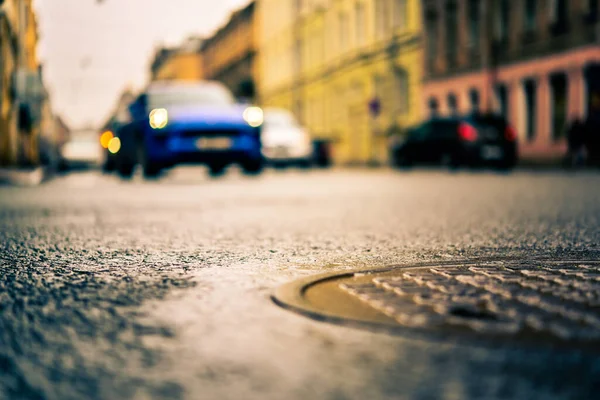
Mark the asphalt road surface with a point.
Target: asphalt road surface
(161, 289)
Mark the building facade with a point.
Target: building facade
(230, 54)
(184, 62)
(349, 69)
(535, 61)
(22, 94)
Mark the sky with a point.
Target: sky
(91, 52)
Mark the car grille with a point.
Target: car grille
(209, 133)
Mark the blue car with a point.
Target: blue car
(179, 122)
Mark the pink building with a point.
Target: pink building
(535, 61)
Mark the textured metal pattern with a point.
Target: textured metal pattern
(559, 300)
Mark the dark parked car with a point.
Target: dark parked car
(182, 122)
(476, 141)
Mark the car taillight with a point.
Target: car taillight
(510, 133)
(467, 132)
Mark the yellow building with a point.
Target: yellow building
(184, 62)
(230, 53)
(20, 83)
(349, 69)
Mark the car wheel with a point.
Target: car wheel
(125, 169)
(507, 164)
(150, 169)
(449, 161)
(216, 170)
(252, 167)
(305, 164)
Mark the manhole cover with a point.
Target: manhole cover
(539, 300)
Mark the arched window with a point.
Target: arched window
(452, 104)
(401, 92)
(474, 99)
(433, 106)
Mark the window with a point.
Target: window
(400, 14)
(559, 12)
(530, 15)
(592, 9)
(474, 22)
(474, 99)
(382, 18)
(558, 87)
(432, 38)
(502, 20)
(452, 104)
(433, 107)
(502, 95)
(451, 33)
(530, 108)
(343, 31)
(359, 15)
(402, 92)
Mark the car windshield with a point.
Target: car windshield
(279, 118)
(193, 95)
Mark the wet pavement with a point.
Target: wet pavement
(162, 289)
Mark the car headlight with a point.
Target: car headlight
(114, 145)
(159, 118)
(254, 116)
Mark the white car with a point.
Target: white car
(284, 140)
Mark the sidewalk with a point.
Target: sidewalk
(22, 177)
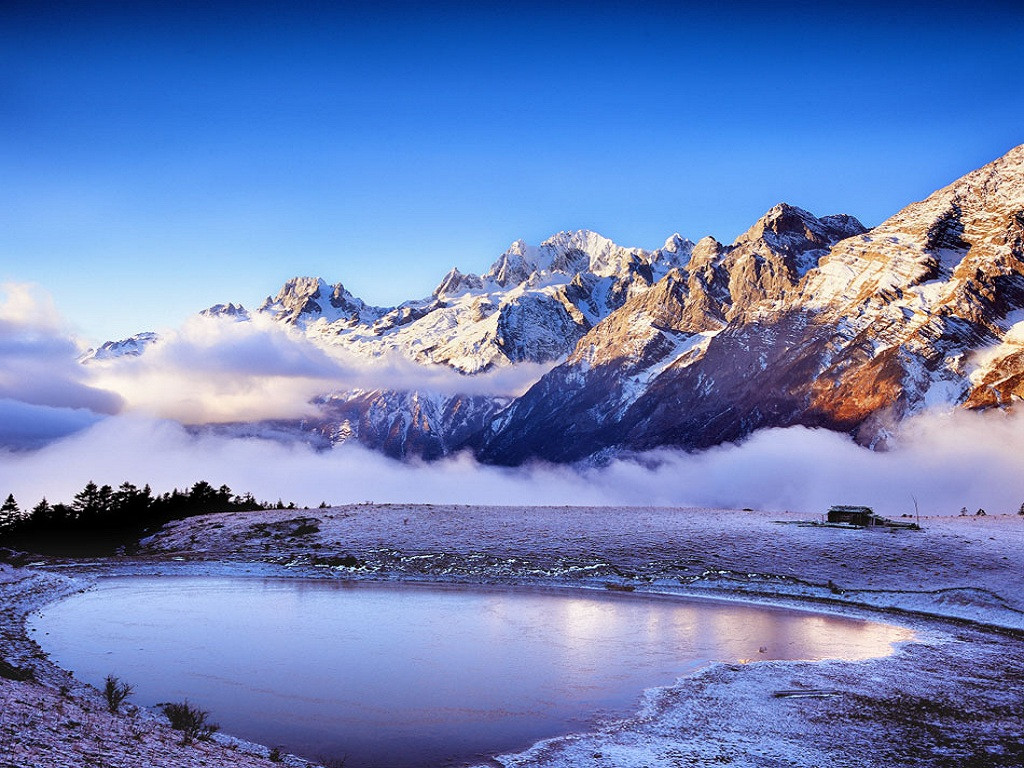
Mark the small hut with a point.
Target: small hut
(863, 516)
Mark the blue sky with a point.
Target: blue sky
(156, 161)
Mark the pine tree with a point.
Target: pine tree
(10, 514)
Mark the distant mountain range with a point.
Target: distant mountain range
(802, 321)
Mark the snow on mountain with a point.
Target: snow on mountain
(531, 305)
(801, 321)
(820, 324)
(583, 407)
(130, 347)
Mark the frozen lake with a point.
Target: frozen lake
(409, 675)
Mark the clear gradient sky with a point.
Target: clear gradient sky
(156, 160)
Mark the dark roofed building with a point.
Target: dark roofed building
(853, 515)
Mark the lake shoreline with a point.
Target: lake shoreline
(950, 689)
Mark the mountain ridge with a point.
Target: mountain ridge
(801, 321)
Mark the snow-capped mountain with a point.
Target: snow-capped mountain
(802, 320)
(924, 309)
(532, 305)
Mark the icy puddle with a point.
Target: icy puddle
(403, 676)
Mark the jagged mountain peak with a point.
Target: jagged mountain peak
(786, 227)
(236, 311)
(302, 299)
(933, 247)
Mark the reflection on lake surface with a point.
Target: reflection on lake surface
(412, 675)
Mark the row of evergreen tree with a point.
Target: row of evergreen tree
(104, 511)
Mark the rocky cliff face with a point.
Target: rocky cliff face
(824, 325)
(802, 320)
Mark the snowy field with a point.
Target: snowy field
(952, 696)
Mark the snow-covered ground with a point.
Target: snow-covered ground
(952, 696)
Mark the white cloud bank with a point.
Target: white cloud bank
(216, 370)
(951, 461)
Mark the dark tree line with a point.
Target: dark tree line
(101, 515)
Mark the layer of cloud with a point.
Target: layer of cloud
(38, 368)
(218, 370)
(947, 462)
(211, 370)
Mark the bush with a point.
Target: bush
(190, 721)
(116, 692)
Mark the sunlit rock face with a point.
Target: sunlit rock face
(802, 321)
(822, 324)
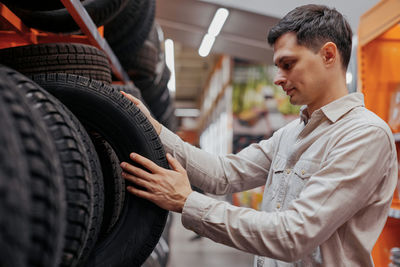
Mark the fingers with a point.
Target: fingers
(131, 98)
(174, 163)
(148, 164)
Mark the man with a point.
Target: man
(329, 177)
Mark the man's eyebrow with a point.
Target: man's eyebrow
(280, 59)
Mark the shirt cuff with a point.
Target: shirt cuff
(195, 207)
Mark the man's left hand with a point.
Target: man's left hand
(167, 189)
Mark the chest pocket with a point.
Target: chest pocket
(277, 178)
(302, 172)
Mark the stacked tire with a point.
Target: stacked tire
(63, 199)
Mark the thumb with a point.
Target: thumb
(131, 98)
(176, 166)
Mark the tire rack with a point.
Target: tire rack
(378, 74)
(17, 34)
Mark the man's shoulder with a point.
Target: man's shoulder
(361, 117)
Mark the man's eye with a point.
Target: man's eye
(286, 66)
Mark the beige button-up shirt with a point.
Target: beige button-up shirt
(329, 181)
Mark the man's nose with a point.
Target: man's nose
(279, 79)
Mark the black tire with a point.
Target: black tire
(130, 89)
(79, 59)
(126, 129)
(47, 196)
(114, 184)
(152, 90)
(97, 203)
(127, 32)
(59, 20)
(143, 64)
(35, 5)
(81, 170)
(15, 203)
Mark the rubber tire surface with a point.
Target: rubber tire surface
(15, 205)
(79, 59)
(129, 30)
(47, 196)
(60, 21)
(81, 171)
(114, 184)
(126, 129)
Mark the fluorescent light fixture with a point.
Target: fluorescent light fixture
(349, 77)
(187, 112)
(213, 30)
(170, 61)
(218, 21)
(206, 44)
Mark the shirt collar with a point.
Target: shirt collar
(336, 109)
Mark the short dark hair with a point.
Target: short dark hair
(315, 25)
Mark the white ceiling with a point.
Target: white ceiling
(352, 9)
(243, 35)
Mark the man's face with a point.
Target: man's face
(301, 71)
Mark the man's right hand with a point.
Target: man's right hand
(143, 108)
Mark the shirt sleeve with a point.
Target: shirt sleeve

□ □ □ □ □ □ □

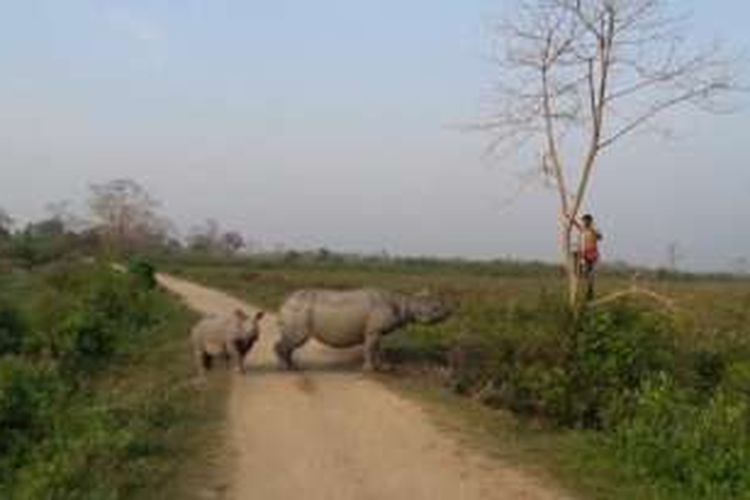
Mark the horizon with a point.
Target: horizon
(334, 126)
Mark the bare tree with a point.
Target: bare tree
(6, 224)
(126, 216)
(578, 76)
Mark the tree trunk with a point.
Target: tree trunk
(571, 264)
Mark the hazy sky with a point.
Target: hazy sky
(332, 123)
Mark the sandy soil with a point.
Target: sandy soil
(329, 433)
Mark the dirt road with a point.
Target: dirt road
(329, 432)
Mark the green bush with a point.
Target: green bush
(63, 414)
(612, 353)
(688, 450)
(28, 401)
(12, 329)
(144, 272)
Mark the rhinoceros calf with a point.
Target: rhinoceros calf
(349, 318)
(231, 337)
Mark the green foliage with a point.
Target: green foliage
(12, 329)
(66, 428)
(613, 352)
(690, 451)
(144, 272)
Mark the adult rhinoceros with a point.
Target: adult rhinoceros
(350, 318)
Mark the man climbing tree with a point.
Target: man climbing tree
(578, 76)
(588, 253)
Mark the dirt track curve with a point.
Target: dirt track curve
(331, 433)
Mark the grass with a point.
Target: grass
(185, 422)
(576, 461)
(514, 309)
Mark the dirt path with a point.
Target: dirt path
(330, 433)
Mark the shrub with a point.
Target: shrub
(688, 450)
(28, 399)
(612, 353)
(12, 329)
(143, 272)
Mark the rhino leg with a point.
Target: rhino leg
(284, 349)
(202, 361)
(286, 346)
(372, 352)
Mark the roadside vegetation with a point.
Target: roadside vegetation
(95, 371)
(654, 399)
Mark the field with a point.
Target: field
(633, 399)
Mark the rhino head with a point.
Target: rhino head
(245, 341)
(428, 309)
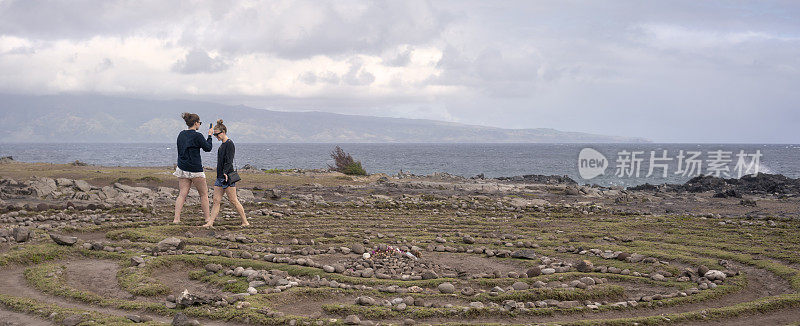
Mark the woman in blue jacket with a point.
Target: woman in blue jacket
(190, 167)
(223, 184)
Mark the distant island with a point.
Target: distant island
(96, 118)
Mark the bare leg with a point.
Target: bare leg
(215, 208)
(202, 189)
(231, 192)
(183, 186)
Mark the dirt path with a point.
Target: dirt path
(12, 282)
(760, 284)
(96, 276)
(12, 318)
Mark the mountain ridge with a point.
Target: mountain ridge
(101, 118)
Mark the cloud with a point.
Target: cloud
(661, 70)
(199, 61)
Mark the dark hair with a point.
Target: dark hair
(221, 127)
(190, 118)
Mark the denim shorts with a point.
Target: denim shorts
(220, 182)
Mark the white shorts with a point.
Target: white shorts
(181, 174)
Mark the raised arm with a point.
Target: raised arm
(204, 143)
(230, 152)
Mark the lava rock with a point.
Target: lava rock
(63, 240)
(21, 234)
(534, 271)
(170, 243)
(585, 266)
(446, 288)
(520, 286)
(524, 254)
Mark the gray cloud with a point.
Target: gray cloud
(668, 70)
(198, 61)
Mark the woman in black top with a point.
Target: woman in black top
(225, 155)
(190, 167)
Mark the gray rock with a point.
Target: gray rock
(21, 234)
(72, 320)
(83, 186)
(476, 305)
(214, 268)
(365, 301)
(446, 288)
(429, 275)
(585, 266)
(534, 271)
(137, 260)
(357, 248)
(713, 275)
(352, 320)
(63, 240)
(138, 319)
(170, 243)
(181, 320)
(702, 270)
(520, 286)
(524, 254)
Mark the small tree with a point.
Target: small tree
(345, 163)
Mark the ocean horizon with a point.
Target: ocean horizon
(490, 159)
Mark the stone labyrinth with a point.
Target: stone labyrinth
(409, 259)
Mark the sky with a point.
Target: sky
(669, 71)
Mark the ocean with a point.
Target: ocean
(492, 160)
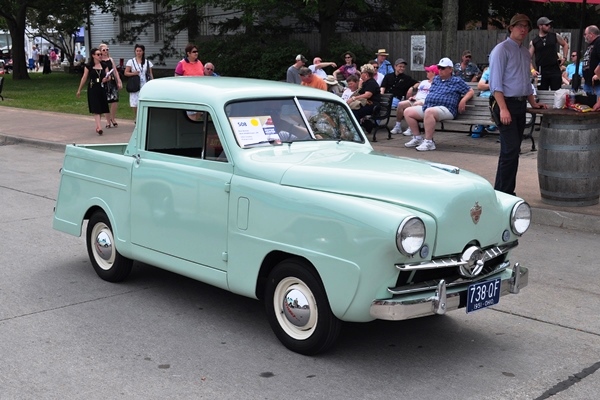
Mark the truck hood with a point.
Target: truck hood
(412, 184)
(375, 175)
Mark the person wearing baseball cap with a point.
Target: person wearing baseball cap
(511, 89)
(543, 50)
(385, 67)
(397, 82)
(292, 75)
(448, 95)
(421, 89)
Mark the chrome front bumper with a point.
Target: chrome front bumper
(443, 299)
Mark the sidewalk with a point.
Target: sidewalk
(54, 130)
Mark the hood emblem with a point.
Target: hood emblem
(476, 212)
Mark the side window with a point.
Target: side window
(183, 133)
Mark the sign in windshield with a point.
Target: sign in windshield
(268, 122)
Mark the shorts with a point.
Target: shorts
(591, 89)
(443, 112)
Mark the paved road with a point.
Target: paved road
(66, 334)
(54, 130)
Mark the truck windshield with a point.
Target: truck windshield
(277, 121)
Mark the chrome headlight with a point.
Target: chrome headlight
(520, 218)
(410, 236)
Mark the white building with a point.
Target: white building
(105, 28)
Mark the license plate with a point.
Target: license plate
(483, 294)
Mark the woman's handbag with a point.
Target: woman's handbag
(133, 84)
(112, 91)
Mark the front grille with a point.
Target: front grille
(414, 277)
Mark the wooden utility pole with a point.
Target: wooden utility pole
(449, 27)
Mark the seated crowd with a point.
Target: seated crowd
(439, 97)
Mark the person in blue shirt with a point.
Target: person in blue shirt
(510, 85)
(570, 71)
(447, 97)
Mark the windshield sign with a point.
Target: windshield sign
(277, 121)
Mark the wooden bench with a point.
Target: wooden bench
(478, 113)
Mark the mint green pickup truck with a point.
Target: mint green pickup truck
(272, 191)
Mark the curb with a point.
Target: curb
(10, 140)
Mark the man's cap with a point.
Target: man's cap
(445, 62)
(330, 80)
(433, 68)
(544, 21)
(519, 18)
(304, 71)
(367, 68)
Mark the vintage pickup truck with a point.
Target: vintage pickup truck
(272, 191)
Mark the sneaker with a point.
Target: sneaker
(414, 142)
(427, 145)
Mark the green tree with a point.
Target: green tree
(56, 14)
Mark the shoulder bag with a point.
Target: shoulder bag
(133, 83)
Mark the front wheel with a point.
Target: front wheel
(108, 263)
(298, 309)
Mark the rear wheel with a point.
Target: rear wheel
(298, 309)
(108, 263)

□ □ □ □ □ □ □

**WHAT THE TASK ASKS**
Lines with "sleeve": copy every one of them from the listing above.

**RESPONSE FOR THIS EXERCISE**
Mark the shirt sleeve with a point.
Target: shirt sleeve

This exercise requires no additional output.